- **Instructions to follow**:
Quote the lines exactly, starting with the line that contains "target | black backpack" and ending with the line that contains "(1011, 574)", including both.

- **Extracted material**:
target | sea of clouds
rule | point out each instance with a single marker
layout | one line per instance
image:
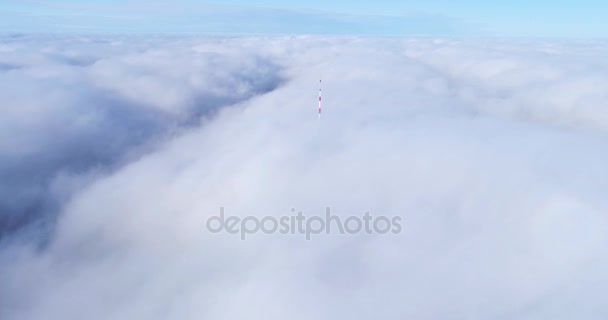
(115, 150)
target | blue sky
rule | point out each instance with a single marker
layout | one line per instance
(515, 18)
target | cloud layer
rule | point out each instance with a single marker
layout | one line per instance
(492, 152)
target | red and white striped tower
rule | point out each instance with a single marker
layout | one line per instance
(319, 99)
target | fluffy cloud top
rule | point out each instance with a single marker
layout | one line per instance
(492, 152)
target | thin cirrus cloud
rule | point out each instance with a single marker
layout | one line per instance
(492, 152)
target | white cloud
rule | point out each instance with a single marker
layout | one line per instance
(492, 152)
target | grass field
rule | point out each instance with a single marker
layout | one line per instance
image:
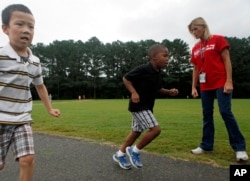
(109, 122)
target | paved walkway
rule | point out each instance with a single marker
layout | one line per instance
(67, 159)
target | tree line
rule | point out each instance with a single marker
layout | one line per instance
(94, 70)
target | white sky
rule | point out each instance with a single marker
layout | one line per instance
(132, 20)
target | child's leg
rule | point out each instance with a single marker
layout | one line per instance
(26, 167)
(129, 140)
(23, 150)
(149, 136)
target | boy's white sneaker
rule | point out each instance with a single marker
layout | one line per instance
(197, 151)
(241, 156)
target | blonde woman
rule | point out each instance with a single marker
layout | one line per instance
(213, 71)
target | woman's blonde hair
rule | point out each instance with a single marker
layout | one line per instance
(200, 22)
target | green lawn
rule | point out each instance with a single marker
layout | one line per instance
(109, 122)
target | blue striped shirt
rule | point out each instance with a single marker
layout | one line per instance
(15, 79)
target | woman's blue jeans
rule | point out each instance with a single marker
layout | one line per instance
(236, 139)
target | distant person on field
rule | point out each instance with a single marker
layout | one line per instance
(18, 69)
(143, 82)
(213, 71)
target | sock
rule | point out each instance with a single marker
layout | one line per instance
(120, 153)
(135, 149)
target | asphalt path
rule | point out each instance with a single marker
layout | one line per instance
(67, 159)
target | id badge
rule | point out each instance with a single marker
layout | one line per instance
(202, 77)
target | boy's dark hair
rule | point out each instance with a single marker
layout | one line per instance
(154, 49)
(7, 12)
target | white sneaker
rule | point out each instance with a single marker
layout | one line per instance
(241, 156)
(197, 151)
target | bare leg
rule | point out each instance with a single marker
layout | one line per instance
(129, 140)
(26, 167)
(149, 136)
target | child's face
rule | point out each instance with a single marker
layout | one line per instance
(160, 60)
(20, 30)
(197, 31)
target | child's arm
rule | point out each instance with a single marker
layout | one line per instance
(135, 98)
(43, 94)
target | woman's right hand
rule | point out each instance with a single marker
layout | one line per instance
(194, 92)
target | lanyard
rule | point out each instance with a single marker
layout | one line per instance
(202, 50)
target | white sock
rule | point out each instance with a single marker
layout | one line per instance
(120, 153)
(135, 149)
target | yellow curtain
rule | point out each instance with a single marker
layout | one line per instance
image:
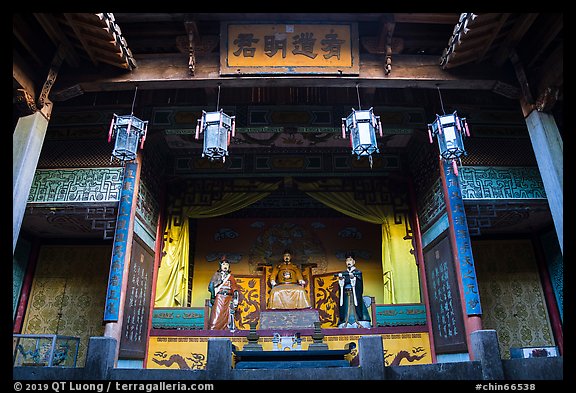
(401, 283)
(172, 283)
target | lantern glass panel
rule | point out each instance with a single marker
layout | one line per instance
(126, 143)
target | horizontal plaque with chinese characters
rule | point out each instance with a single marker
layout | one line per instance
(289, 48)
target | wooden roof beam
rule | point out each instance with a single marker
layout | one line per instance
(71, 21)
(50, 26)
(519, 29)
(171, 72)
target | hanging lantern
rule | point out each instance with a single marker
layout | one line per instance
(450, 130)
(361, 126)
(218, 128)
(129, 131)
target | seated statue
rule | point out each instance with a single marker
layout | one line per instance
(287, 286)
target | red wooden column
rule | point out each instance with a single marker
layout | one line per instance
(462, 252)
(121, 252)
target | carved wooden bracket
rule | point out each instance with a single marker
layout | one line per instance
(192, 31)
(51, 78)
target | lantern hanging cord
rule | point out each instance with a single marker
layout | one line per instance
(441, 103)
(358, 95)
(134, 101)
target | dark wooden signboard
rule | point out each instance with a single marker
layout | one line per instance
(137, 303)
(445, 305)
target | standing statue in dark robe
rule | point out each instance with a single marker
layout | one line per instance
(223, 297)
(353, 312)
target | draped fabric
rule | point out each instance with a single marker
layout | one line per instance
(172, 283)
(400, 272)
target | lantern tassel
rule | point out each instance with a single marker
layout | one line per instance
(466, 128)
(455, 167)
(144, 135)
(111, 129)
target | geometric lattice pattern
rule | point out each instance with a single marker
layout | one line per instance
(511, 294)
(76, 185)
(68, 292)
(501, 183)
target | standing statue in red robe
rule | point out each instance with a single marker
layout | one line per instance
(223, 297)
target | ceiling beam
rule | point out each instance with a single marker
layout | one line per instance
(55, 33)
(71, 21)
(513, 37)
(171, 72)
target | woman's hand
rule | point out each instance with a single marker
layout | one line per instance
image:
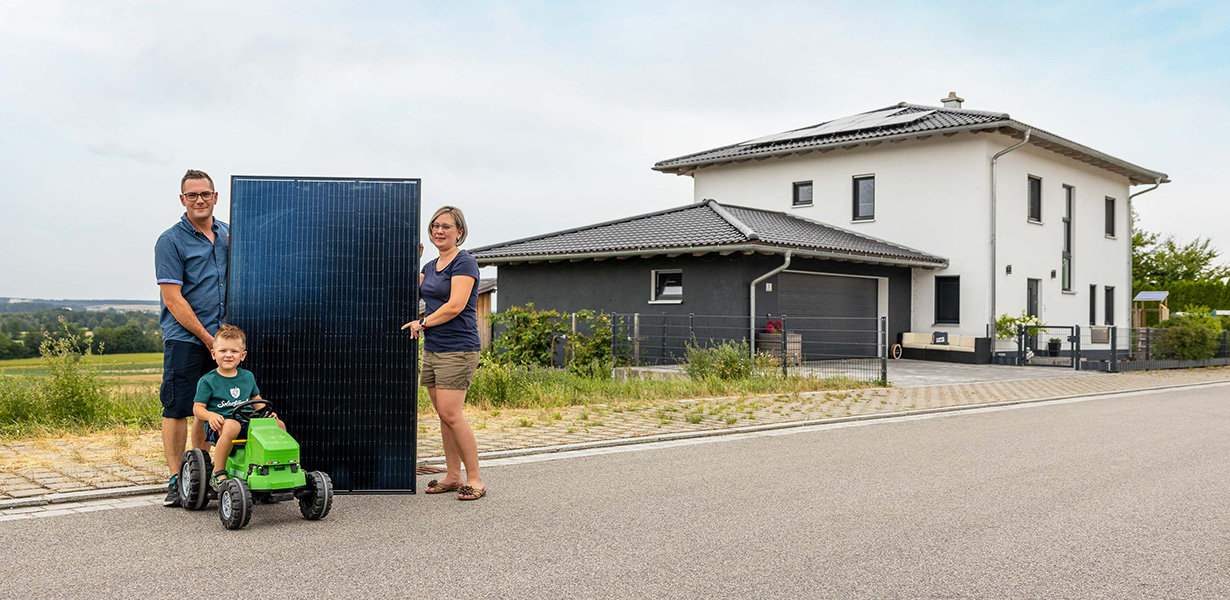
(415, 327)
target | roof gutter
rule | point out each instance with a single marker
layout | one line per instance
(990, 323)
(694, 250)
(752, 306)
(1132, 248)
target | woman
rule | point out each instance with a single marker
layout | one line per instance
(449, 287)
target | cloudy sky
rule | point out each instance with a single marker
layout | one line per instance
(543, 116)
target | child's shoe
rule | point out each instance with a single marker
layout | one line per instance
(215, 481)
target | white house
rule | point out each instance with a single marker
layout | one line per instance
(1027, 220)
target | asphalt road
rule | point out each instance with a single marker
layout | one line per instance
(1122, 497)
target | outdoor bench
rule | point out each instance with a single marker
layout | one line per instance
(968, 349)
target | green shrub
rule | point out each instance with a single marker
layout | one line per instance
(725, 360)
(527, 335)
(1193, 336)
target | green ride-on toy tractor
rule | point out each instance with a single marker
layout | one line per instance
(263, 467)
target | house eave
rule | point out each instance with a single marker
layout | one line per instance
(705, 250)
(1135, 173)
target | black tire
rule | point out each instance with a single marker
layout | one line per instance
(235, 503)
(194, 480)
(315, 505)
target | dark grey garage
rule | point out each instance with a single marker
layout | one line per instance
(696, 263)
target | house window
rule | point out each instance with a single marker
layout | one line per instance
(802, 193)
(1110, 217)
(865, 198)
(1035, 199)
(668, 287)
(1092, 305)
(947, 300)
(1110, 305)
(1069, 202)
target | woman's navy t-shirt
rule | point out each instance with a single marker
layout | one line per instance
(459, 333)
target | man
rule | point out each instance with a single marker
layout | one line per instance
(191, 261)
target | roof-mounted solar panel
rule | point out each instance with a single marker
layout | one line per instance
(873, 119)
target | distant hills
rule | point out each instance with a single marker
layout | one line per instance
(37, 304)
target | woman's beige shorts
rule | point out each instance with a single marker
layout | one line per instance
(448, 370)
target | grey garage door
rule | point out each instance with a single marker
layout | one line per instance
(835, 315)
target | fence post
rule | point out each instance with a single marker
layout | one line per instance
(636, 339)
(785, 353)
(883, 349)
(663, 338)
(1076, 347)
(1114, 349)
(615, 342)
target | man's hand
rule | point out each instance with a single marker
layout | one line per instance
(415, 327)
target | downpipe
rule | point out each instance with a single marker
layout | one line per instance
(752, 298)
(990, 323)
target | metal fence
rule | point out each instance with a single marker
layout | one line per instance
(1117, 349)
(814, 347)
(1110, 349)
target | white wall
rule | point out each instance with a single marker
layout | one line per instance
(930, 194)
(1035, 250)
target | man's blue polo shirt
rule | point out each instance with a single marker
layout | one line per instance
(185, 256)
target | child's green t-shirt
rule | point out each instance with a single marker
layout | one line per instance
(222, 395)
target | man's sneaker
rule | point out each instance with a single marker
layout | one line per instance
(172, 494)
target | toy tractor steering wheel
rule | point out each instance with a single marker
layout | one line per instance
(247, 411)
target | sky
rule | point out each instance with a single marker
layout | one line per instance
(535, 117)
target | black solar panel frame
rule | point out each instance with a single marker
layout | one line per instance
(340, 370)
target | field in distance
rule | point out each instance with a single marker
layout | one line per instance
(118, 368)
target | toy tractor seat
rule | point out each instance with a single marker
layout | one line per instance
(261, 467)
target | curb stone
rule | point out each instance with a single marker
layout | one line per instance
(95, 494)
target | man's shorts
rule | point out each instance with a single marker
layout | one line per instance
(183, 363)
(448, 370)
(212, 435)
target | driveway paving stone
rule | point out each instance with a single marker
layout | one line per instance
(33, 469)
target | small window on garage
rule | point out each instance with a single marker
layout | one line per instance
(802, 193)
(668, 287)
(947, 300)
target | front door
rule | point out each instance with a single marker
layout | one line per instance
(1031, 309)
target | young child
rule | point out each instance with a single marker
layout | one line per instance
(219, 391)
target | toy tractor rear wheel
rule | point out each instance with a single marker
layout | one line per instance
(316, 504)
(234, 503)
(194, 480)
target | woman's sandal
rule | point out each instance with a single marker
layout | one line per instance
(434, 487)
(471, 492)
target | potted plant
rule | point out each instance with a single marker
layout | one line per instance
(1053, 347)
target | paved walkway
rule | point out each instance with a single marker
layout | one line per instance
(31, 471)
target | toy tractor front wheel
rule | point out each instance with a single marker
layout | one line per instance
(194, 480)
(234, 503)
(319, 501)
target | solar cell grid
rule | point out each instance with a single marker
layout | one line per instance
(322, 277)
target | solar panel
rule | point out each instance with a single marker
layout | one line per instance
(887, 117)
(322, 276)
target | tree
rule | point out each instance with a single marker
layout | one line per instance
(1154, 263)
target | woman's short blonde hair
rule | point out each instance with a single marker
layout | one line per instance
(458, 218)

---

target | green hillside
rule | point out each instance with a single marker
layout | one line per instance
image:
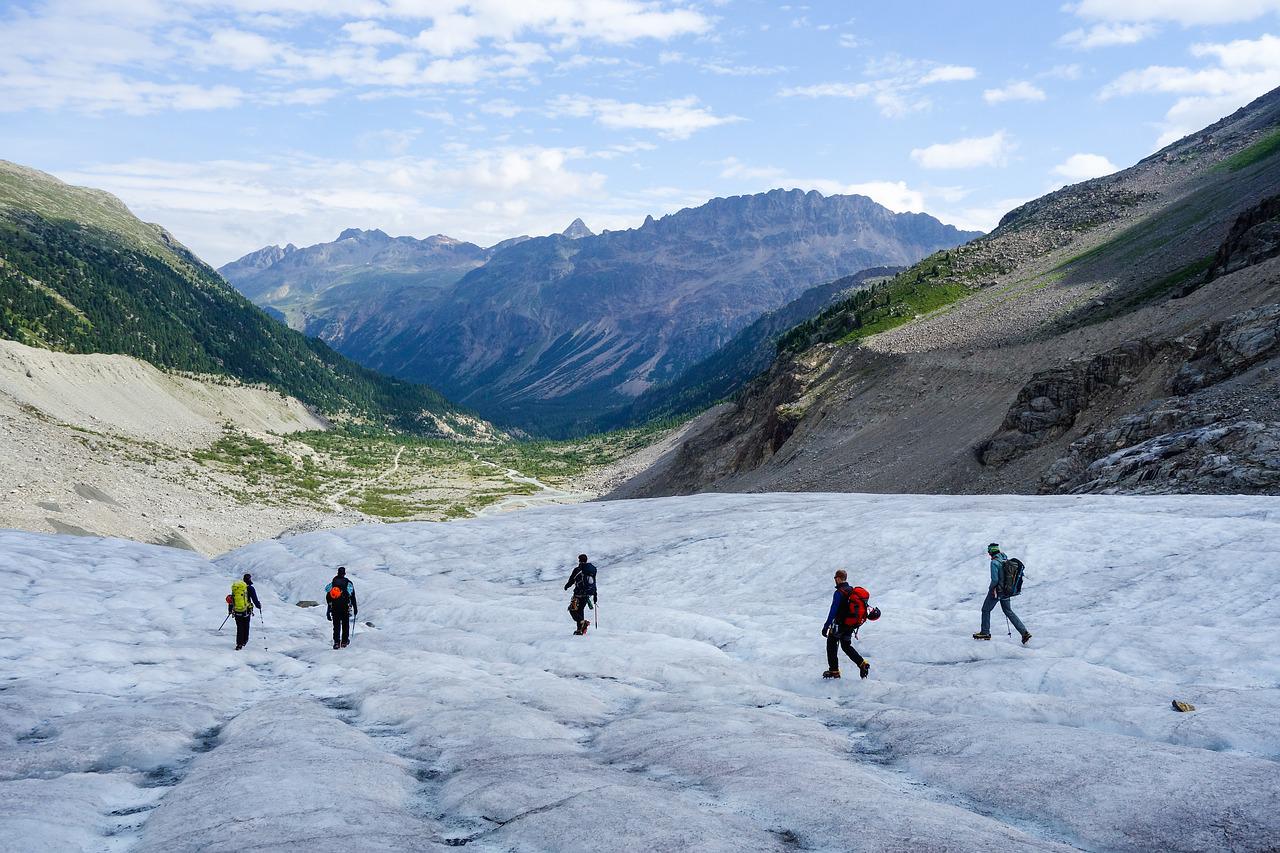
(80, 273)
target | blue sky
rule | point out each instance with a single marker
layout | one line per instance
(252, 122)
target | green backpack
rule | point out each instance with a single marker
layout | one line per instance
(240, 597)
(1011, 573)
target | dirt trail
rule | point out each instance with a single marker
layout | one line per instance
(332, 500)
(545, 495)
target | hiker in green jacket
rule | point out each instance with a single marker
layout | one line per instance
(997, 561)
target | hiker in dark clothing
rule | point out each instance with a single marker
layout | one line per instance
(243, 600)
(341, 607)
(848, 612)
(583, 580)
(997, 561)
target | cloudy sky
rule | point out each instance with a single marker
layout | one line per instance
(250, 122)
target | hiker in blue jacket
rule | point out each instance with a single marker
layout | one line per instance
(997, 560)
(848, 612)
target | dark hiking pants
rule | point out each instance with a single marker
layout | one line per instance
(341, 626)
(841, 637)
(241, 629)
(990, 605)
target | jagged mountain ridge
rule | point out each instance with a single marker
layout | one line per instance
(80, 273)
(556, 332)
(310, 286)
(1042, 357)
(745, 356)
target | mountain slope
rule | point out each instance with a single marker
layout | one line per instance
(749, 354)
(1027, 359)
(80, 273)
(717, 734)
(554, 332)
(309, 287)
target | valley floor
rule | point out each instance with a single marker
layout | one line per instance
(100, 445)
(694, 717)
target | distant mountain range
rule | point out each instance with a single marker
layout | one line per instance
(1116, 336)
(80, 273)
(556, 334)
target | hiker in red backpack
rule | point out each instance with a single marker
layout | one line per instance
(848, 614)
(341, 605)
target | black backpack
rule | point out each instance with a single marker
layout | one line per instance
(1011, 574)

* * *

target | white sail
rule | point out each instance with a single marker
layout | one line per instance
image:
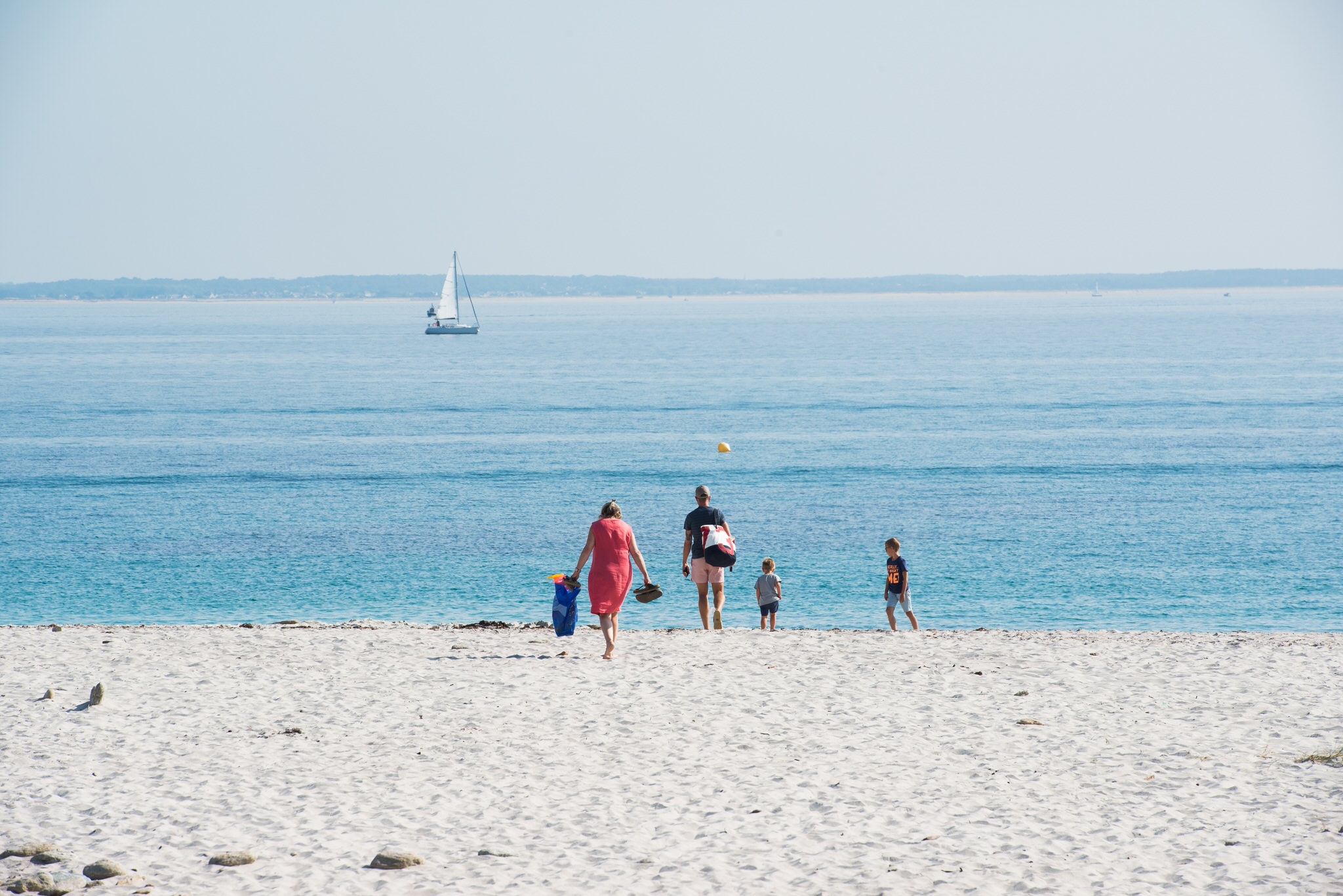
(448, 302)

- **Solved exercise**:
target | black backpack
rule | point out each instance with a single marker
layout | one line per instance
(1011, 574)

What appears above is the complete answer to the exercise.